Exercise aim » Omit the images, then output each of the records below exactly.

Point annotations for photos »
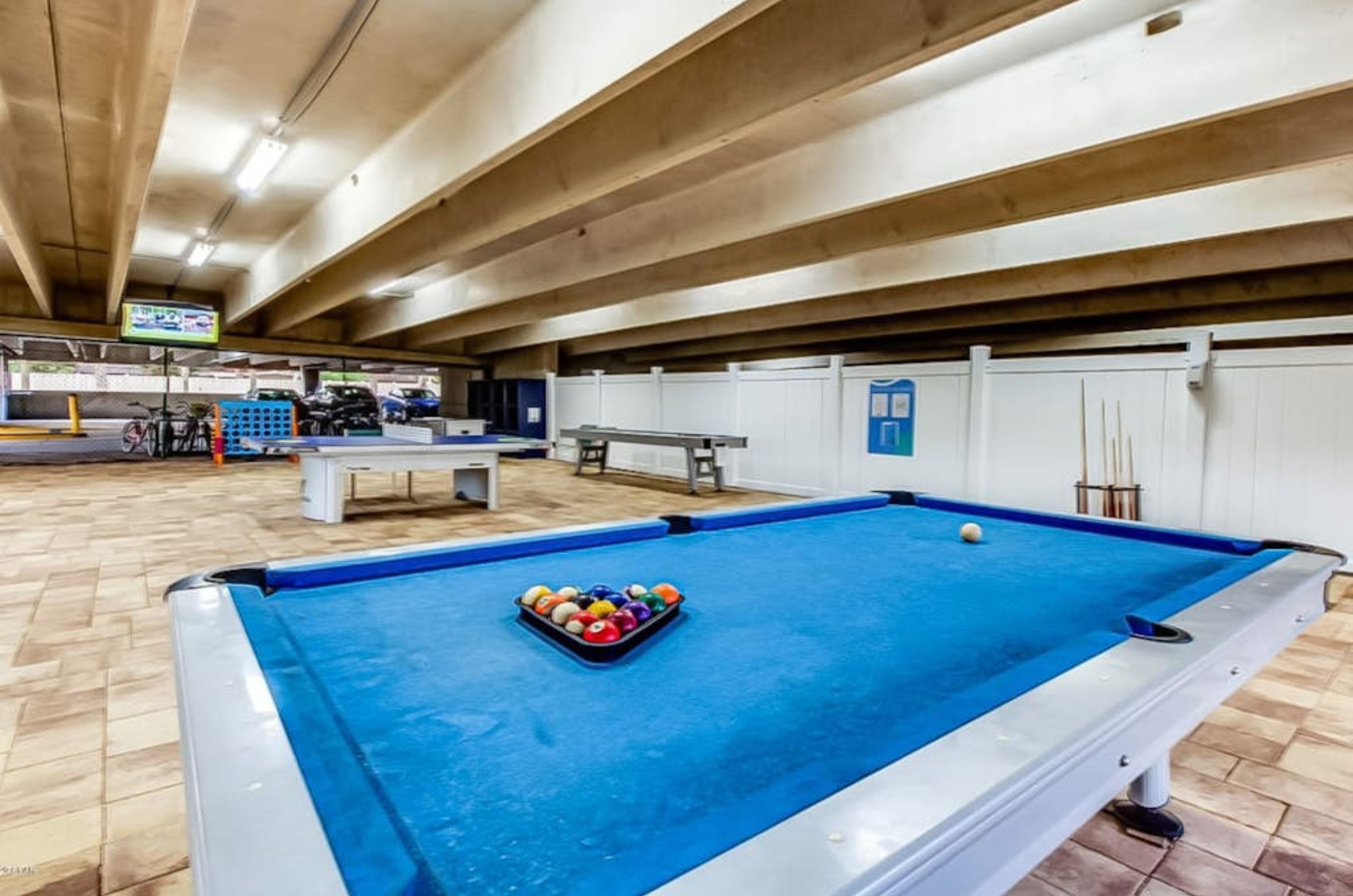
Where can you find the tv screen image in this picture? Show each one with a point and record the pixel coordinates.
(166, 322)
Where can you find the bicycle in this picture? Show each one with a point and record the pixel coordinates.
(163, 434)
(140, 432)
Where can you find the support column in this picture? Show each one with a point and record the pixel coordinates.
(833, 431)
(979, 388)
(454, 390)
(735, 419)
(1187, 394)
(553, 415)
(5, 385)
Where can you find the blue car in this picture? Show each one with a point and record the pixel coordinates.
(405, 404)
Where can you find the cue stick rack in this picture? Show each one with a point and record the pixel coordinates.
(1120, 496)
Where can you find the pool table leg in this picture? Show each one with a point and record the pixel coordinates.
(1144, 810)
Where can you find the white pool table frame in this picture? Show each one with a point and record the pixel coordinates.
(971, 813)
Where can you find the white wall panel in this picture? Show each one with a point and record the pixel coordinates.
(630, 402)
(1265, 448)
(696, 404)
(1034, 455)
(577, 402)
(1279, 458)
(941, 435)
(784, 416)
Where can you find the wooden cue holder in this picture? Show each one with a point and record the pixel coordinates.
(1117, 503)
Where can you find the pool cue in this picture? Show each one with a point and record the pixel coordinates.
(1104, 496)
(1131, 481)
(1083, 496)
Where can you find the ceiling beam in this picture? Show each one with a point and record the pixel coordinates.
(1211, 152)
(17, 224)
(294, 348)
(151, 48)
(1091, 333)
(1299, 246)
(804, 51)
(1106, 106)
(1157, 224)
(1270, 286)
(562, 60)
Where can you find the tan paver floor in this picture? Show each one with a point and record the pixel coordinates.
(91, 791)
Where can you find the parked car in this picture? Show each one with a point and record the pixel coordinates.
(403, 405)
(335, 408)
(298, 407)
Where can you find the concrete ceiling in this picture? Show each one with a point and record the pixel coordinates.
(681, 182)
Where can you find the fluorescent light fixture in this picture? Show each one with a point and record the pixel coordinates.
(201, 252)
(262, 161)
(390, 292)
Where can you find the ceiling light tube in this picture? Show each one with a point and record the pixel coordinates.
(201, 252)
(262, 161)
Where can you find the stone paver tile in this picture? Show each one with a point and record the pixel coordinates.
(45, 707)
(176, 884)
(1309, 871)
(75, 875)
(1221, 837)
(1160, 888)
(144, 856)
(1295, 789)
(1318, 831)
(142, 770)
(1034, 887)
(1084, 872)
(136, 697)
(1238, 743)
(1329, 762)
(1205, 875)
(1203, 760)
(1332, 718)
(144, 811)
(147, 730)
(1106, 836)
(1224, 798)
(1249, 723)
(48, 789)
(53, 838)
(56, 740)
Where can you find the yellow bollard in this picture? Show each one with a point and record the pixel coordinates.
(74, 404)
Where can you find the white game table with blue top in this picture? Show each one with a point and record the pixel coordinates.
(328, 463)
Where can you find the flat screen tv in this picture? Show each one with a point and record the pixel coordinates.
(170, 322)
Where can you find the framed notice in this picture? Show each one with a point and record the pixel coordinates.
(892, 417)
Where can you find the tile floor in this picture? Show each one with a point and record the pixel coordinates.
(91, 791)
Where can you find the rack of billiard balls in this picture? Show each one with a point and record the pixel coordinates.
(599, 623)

The answer »
Where can you find the tv screen image in this picture? Show each one with a point and record the pixel coordinates.
(166, 322)
Where can you find the bicycle in this picture? Show each one with a point and record the pixel coordinates.
(163, 434)
(140, 432)
Where can you find the support column in this picture? Show each one with a point and record the pixel coordinates.
(833, 431)
(979, 388)
(454, 390)
(735, 419)
(1187, 394)
(553, 415)
(5, 385)
Where can you find the blue car in this picture? Show each one with a point and record the pixel coordinates.
(405, 404)
Where can you find the cue stick rack in this picture? Show each one with a point and record the pixel coordinates.
(1120, 496)
Where can you find the pool table leg in this picture? Show each one with a point and record the pixel coordinates.
(1144, 810)
Where can you find the white pool table frame in this picture? Show each one with a point and record the pixel coordinates.
(971, 813)
Where can you find the white wall panel in this picture? Show each one with a point and record the pixel coordinates.
(630, 402)
(1265, 448)
(696, 404)
(1034, 455)
(577, 402)
(1279, 458)
(941, 435)
(784, 416)
Where can you find the wooden cue holder in this picture? Show each one with a point and record the pixel coordinates.
(1117, 503)
Where can you find the pool cue in this picture? Show each one with a point and record the pixel coordinates.
(1104, 496)
(1131, 481)
(1083, 496)
Where can you find the ceiling beam in this picture? Show each one with a point and record the pixel coordinates.
(1211, 152)
(17, 224)
(294, 348)
(151, 48)
(1091, 333)
(1299, 246)
(804, 51)
(1106, 106)
(1157, 224)
(1270, 286)
(562, 60)
Where can you find the tan paver floor in this picture? Show each one with a point and record the pixel coordinates.
(91, 791)
Where can you find the parked car in this picture? Show each one with a point and record the pixel coordinates.
(403, 405)
(335, 408)
(298, 407)
Where can you find the concrete ceiling in this picture? Show each one with a point and record the pixel coordinates.
(681, 182)
Where can you find the fluorescent light fixture in this picture? Show each one with a point and record the pixel coordinates.
(201, 252)
(262, 161)
(390, 292)
Where can you find the ceiling light tube in this picture? Show each one with a point and record the pixel coordinates.
(201, 252)
(262, 161)
Where can you find the stone paver tile in this picture? Show each one with a point and record the pixel coordinates.
(45, 707)
(176, 884)
(1309, 871)
(75, 875)
(1221, 837)
(1160, 888)
(144, 856)
(1295, 789)
(1318, 831)
(142, 770)
(1034, 887)
(1084, 872)
(136, 697)
(1238, 743)
(1329, 762)
(1205, 875)
(1203, 760)
(1332, 718)
(144, 811)
(147, 730)
(1106, 836)
(1224, 798)
(1249, 723)
(48, 789)
(53, 838)
(56, 740)
Where can you find the yellow bollard in this picture? Show each one with a point and record the pixel coordinates.
(74, 404)
Where can you find the white game table with blue top in this picture? Show each one with a point and record the pixel coordinates.
(328, 463)
Where can you find the flat screen tv in this picture? Show each one with a point and record the pixel coordinates.
(170, 322)
Where can you find the framed notice in this picture? Show each one with a point and record the pixel coordinates.
(892, 417)
Where can you find the tile floor in this picture? Show each one with a point and record the pixel coordinates.
(91, 791)
Where can you find the rack of billiard balls in this picture? Show each one with a point and record the pixel coordinates.
(599, 623)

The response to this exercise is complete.